* Alıntılanan Metin:
###

Thursday, June 27, 2013

....



Mayıs'ın son günü yola çıktık.
İçimiz kıpır kıpırdı.
Yol boyu Bulut, Ona verdiğimiz sözleri hatırlatıp duruyordu.
Bizi bekleyen soğuk havaya rağmen Hollanda'ya tekrar gidecek olmamız bizi çok mutlu ediyordu.

 (Bulut ve eşim için bilemem ama Hollanda benim için ikinci memleketim.
Sanmayın uzun yıllar yaşadığımı.
Sadece uzun yıllar yaşama ihtimalimizin olduğu dönemde bir kaç günlük bir  araştırma-iş gezisi yapmıştık. Ogünlerden kalma benim bu sevgim :))

...

Keyifli geçen uçak yolculuğumuz, otelimize sorunsuz ve Bulut'u yormadan ulaşabilmemiz, güler yüzlü ve nazik insanlar ile tatilimiz çok güzel başladı diyebilirdik.
Sonra yavaş yavaş FB ve tweeterdan olayları izlemeye başladık.
Tüm gündemimiz değişti, hevesimiz bir anda gitti, ilk defa tatilden bir an önce dönmek istedik.
Elimizden geldiğince programımıza uymaya çalışsak da, yaptığımız her şeyi büyük bir vicdan azabı ile yaptık.
Hala da bu psikolojimiz değişmedi.
Ne fotoğraflarımı düzenleyebildim, ne aldıklarıma bakabildim.
Ülkemizde yaşananlarının yanında her şey boş, anlamsız geliyor.

...

En kısa zamanda , yaşananlar unutulmadan, bu günlerin geri de kalmasını,
iyi niyetin, dürüstlüğün, aklın ve mizah duygusunun günlük yaşamlarımıza egemen olmasını diliyorum.

...

Ben fotoğraflarımı düzenlemeye ve geçen günlerimizden bahsetmeye  cesaret edene kadar,
eski bir yazımı paylaşayım.

###

* Yapılacak İşler:
A. Hollanda tatili yazısına göre yola hangi gün çıkılmıştır?
B. Hollanda tatili yazısını iki cümleyle özetleyiniz.
C. Hollanda tatili yazısını kaldığı yerden sürdürünüz.

* Sağlanan Malzeme:
###

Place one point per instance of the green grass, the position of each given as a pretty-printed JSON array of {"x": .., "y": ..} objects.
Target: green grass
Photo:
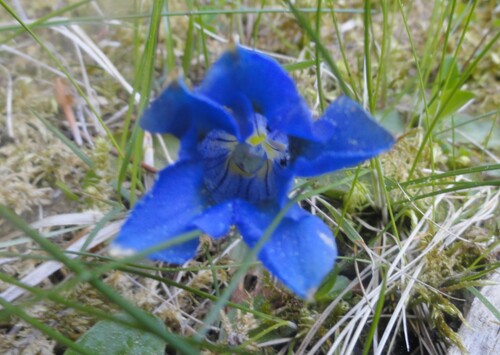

###

* Çözülen Görevler:
A. Mayıs'ın son günü yola çıkılmıştır.

B. Yazar, eşi ve Bulut ile birlikte kendisi için ikinci memleket olan Hollanda'ya gitmiş; yolculuk sorunsuz geçmiş ve tatil güzel başlamıştır. Ancak ülkede yaşananları sosyal medyadan izlemeye başlayınca hevesleri kaçmış, programa vicdan azabıyla uymuşlar; yazar da fotoğraflarını düzenleyip o günlerden bahsetmeye cesaret edene kadar eski bir yazısını paylaşacağını belirtmiştir.

C.
Bulut'suz ilk yolculuğumuzdu. Daha bir yaşında olduğundan Bulut yokluğumuzdan hiç bir şey anlamasa da bize bu bir kaç gün çok zor gelmişti. Sanki yıllardır Bulut'la gidiyoruz her yere... :)
Ben her okuyuşumda gülümsüyorum...
İnsan anne olunca anlıyor, çocuğuna değil çevreye güvenemiyormuş  gerçekten :)))

...
Çocuklarımızın günlerinin,güzel,  aydınlık ve umut dolu olması dileğiyle...

...



Hollanda'ya gidipte bisiklet kullanım yoğunluğuna şaşırmamak mümkün değil. Renk renk model model pek çok bisiklet siz daha yeni geldiğiniz şehri algılamaya çalışırken üzerinize üzerinize geliyor. Birde sanırım büyük şehirlerde yaşayıp kendimizi otomobillerden korumaya o kadar alışmışız ki insan bisikletler karşısında çok aciz kalıyor.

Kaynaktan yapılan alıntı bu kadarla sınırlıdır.